• Supplied passage
┄┄┄┄┄┄┄┄┄┄┄┄┄┄┄┄┄┄┄┄

Subsequent to our fiscal year end, on March 29, 2021, the Company entered into a senior secured revolving credit facility with JPMorgan Chase Bank, N.A. The new JPMorgan Credit Facility replaced the Company’s existing revolving credit facility (the “JPMorgan Credit Facility”). The new three-year JPMorgan Credit Facility has a borrowing limit of $50 million and the Company has the right to increase the amount of the facility in an amount up to $25 million. Additional details regarding the JPMorgan Credit Facility may be found in the Company’s Annual Report on Form 10-K for the year ended 2020.

┄┄┄┄┄┄┄┄┄┄┄┄┄┄┄┄┄┄┄┄

• The data
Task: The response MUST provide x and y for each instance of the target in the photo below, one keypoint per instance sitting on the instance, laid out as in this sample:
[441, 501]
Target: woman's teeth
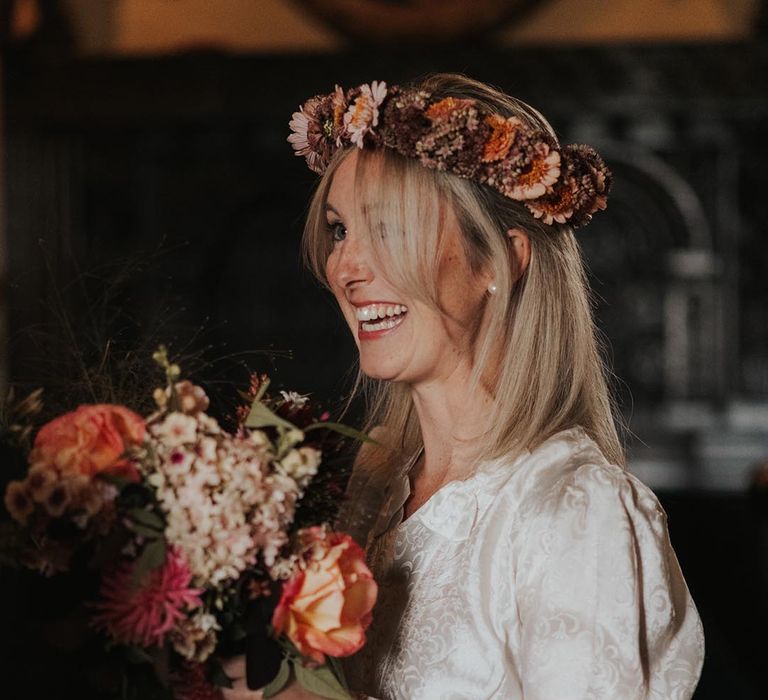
[377, 317]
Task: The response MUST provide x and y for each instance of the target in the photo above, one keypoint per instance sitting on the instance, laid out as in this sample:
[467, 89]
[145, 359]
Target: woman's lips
[378, 318]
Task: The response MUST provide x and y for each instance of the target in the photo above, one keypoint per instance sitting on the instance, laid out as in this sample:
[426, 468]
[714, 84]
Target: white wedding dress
[548, 578]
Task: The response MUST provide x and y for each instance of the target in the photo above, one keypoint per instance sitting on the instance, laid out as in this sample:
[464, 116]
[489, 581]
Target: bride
[516, 556]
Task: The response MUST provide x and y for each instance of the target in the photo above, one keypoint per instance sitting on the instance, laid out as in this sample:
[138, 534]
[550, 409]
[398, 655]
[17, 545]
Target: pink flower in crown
[363, 115]
[318, 127]
[541, 173]
[146, 612]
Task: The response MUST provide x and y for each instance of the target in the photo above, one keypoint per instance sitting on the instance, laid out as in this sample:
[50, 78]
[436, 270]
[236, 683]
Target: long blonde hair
[536, 345]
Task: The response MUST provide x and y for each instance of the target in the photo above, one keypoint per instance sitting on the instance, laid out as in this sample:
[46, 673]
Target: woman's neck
[453, 417]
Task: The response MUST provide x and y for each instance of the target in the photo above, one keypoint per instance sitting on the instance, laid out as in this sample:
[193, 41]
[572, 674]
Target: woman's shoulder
[567, 476]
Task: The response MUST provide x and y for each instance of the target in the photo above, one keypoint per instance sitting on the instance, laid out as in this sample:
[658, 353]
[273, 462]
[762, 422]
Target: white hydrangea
[226, 498]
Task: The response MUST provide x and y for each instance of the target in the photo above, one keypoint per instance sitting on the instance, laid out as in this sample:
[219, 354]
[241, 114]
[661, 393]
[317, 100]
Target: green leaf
[262, 417]
[146, 519]
[344, 430]
[338, 670]
[322, 682]
[279, 681]
[152, 557]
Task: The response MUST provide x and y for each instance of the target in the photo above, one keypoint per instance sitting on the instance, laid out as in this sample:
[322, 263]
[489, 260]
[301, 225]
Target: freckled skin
[428, 345]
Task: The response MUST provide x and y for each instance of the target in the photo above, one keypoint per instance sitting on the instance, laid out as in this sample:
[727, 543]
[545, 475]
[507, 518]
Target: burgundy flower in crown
[559, 185]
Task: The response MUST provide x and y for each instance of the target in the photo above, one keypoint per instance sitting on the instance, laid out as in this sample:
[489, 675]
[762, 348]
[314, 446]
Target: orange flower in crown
[558, 185]
[326, 605]
[87, 441]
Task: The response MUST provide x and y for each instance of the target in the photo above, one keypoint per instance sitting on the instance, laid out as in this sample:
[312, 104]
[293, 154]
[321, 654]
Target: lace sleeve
[603, 609]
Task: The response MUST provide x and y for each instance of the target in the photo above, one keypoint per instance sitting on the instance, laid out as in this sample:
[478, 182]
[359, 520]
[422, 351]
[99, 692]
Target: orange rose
[326, 606]
[90, 440]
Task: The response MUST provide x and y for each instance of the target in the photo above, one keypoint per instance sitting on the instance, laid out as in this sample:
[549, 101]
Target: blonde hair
[536, 344]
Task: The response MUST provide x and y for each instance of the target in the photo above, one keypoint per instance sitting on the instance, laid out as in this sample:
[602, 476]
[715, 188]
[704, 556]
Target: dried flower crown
[458, 135]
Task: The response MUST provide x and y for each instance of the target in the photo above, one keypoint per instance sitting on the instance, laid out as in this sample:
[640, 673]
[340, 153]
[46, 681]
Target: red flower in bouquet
[145, 612]
[326, 606]
[89, 440]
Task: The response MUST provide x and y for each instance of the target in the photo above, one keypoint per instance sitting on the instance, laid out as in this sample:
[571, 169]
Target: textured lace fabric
[548, 578]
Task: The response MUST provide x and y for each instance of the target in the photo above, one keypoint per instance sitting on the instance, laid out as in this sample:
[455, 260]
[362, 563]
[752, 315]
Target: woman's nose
[352, 265]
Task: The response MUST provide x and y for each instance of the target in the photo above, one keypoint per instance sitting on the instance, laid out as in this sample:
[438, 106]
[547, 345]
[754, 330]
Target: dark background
[155, 200]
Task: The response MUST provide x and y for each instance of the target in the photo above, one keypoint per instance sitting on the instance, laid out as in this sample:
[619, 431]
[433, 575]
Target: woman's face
[400, 338]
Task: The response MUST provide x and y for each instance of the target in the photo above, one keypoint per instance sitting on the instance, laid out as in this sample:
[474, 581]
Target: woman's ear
[520, 251]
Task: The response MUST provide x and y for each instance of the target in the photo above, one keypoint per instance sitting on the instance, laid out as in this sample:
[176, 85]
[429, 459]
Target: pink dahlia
[541, 173]
[145, 612]
[363, 114]
[317, 128]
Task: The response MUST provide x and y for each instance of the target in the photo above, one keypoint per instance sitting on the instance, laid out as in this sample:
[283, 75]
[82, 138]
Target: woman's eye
[338, 231]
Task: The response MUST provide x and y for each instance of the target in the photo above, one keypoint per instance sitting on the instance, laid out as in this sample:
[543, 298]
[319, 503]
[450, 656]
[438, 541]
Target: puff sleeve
[602, 608]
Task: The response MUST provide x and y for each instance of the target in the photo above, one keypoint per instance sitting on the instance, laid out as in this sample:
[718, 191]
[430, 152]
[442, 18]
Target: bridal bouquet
[201, 539]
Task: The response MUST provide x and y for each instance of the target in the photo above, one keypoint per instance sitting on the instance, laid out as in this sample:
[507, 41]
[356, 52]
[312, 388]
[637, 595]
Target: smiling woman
[516, 557]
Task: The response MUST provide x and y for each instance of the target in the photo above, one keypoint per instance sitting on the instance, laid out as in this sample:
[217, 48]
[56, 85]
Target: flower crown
[458, 135]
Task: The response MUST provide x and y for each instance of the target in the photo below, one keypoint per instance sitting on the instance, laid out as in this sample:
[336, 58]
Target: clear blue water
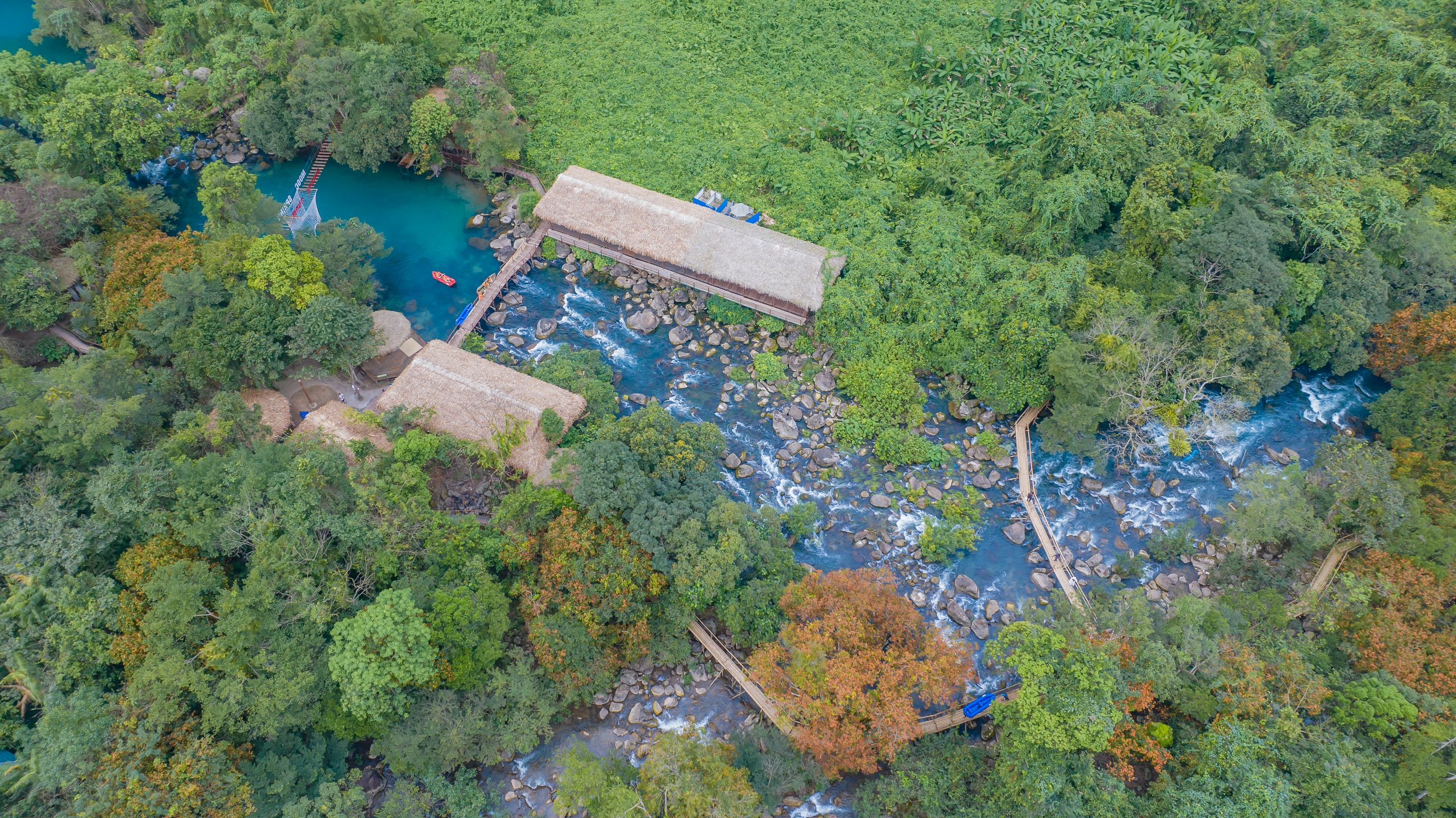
[423, 220]
[1308, 412]
[16, 22]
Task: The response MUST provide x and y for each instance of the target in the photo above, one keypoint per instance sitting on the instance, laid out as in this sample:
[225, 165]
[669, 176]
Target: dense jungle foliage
[1142, 212]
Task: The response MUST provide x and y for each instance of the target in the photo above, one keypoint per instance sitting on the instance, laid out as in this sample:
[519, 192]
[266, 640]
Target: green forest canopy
[1147, 212]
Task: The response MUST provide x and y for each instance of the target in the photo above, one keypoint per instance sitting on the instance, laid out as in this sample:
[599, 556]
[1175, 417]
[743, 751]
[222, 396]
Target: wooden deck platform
[740, 674]
[935, 722]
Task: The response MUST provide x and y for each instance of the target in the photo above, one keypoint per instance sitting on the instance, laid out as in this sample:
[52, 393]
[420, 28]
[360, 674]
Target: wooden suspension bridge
[935, 722]
[1039, 519]
[490, 288]
[953, 717]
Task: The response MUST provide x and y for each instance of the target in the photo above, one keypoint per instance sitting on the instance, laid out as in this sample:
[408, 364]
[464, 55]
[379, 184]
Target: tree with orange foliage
[1408, 338]
[587, 598]
[137, 264]
[849, 666]
[173, 773]
[1404, 631]
[134, 569]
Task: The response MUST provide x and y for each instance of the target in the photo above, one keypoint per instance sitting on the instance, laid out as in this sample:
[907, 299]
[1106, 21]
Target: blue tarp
[979, 707]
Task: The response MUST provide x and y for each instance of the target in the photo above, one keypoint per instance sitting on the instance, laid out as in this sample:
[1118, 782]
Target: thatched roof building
[689, 243]
[398, 344]
[471, 396]
[274, 407]
[328, 421]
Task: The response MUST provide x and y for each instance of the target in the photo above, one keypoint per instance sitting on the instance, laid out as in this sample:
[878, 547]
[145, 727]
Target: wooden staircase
[321, 158]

┄┄┄┄┄┄┄┄┄┄┄┄┄┄┄┄┄┄┄┄

• Task requirements
[A] In the credit facility passage, what is the borrowing limit of the new JPMorgan Credit Facility?
[B] Rewrite the credit facility passage from "Subsequent to our" down to "year ended 2020.", using "five-year" in place of "three-year".
[C] Extend the credit facility passage with a few more sentences that pick up after its final one.

• Responses for each task
[A] $50 million.

[B]
Subsequent to our fiscal year end, on March 29, 2021, the Company entered into a senior secured revolving credit facility with JPMorgan Chase Bank, N.A. The new JPMorgan Credit Facility replaced the Company’s existing revolving credit facility (the “JPMorgan Credit Facility”). The new five-year JPMorgan Credit Facility has a borrowing limit of $50 million and the Company has the right to increase the amount of the facility in an amount up to $25 million. Additional details regarding the JPMorgan Credit Facility may be found in the Company’s Annual Report on Form 10-K for the year ended 2020.

[C]
Full Year 2021 Outlook

John Lindeman, Chief Financial Officer of Hydrofarm, stated, “We are off to a strong start in 2021 with net sales growth year-to-date roughly on par with levels realized during our recently ended fourth quarter of 2020. Based in part on this strong start, we are currently estimating 20% to 25% organic net sales growth in fiscal 2021. We expect outsized growth in the first half to moderate in the second half of 2021 as we begin to lap particularly strong comparable periods in the third and fourth quarter. We also expect this growth will be dominantly driven by volume in conjunction with broader demand themes in the CEA industry; though we do anticipate that commodity cost inflation may result in some price increases across the industry during the year.”

Mr. Lindeman added, “Similar to our results in 2020, we anticipate our ongoing initiatives to drive favorable sales mix of our proprietary and preferred brands, and to drive operating leverage on our SG&A expenses, excluding stock-based compensation and depreciation/amortization, leading to Adjusted EBITDA margin expansion.”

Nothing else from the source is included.